Dataset items:
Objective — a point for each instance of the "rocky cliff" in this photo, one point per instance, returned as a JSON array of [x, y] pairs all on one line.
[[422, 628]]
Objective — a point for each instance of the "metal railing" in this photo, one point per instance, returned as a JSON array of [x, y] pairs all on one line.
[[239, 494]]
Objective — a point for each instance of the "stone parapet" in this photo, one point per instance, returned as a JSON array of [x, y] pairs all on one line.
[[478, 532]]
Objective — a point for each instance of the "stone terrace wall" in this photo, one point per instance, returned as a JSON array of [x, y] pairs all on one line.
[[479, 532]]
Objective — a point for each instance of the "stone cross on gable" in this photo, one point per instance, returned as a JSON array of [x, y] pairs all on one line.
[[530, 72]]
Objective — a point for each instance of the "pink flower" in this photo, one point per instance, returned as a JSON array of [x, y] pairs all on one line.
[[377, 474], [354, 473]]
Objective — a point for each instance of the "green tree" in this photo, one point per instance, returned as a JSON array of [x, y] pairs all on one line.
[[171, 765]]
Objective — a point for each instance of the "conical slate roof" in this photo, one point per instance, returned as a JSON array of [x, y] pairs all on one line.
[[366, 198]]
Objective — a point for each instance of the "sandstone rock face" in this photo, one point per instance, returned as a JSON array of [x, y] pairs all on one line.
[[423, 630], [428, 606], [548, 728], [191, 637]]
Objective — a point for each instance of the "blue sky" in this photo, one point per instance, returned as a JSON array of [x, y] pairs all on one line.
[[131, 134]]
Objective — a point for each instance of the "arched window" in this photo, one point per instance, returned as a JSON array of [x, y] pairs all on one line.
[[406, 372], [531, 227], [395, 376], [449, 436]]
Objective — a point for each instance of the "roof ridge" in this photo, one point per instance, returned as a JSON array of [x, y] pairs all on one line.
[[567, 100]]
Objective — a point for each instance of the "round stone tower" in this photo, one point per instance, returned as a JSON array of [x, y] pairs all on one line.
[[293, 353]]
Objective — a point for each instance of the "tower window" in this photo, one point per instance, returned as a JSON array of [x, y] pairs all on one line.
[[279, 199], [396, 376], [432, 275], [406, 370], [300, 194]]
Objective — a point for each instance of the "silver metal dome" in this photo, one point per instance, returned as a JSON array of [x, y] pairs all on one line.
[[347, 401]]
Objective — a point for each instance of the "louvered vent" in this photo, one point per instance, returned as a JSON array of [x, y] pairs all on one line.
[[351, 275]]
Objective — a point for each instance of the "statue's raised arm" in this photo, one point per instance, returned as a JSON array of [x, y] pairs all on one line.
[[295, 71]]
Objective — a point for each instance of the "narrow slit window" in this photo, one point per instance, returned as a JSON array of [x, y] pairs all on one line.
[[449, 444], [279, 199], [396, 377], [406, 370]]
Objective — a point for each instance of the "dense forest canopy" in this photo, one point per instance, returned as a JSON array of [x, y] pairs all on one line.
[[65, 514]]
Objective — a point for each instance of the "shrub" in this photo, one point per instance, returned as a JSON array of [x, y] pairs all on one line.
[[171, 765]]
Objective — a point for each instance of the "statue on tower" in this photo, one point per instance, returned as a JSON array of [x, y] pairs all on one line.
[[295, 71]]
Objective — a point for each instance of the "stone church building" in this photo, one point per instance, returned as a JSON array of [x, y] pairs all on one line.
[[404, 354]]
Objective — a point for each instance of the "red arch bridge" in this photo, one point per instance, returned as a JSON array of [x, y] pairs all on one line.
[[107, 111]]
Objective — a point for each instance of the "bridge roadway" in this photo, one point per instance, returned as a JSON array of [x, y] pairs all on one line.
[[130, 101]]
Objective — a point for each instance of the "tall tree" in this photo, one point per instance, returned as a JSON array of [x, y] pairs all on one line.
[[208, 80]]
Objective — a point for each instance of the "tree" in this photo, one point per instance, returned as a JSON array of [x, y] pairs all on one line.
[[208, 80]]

> _TASK BRIEF_: The records are to be repeated in full, exactly as they stand.

> _RESULT OF THE TASK_:
Objective — a point for each instance of the "rocky cliff" in this photo, one point per instance, returned as a JSON array of [x, y] pairs all on one line.
[[422, 628]]
Objective — a point for each instance of the "metal railing" in this photo, one point per instance, returned as a JSON array of [x, y] pairs all on one line.
[[239, 494]]
Objective — a point for each instance of the "stone parapet" in this photo, one point per instance, returned as a JSON array of [x, y] pairs all on one line.
[[478, 532]]
Objective — a point for each instance of the "stone terrace wall" in this photo, one point per instance, returned as a JSON array of [x, y] pairs all on one line.
[[479, 532]]
Objective — a point for each instance of the "stone cross on gable" in this photo, one point per instance, returned as a JSON array of [x, y] pairs all on one line.
[[530, 72]]
Objective — a point for each instance of the "pink flower" in this photo, one point per instance, returned as a JSON array of [x, y] pairs all on one line.
[[377, 474], [354, 473]]
Objective — a point for each instance of the "green tree" in this photo, one point per instance, returned as a JSON array of [x, y] pairs all on one line.
[[171, 765]]
Objective — a point for each instance of the "conical slate roof" in this photo, one point per instance, returned as a JSON array of [x, y] pairs all on one line.
[[366, 198]]
Objective — a point for each instance of the "sandstone rock face" in this photo, one point per instance, returned as a JSON array of [x, y] pairs all on one line.
[[423, 630], [428, 606], [548, 728], [191, 637]]
Objective — a point for each instance of the "blue sky" in this photo, one point per instance, returned as a JSON array of [x, y] pairs all on one line.
[[131, 134]]
Objective — a point for each instance of the "arched window" in this photo, one point per instance, returned as a JSON array of [x, y] pairs all on one line.
[[406, 372], [531, 227], [395, 376], [449, 436]]
Objective — a point for each instance of the "roof ridge" in this photo, one point per instance, returned as a JSON array of [x, y] pairs all on one line.
[[567, 100]]
Objective — a point for each instance of the "round stone tower" in this photo, one point per instance, returned as a JSON array of [x, y] pairs all on one line.
[[293, 353]]
Objective — a point for each instance of the "tower window" in this photo, one point per instance, returned as a JSON array of [x, y] pairs all on one line.
[[279, 199], [396, 376], [432, 275], [406, 370], [300, 194]]
Objective — a point for each instance of the "silver metal dome" in this photo, one point per instance, returned as a JSON array of [x, y] pairs all on one line.
[[347, 401]]
Objective — a point for each instance of the "louvered vent" in this photo, one point per instance, returned as a JSON array of [x, y] pairs all on one line.
[[351, 275]]
Objective — a point for each instance of the "statue's raised arm" in this photo, one point per instance, returned as a JSON array of [x, y] pairs all on one line.
[[295, 71]]
Objective — a point for each instance of the "narrow slit window" in this photo, one point per instance, returned as a JSON array of [x, y] pairs all on one line.
[[449, 444], [279, 199], [396, 377], [406, 370]]
Objective — a point for each instance of the "dense forest canopy" in this photo, one point per instance, returned as a JSON array of [x, y] pairs all on one line.
[[65, 514]]
Objective — a point for each instance of the "shrub" in this photo, one point per instance, returned as a JSON array of [x, y] pairs all on one line.
[[171, 765]]
Objective — a point for each instance of the "statue on tower" in this photo, one point per instance, returned as a JSON array of [x, y] pairs all on one line.
[[295, 71]]
Objective — a point for each instance of the "stone church building" in this photo, one point per instance, returned as a JSON array of [x, y] pairs all on one line.
[[404, 354]]
Objective — a point for each instance of the "red arch bridge" in this photo, one point per instance, returned as a JSON array of [x, y] pairs all on one line.
[[107, 111]]
Objective — a point for each instance of the "bridge roadway" in this photo, one point per instance, returned as a JSON array of [x, y] pairs all on one line.
[[130, 101]]
Objective — a point for each instance of the "tall tree" in this photo, one point per instance, returned as a JSON array of [x, y] pairs all on one line.
[[208, 80]]
Objective — a point for each instance of the "tree" in this photo, one point per instance, returned as a JSON array of [x, y] pairs all on one line.
[[208, 80]]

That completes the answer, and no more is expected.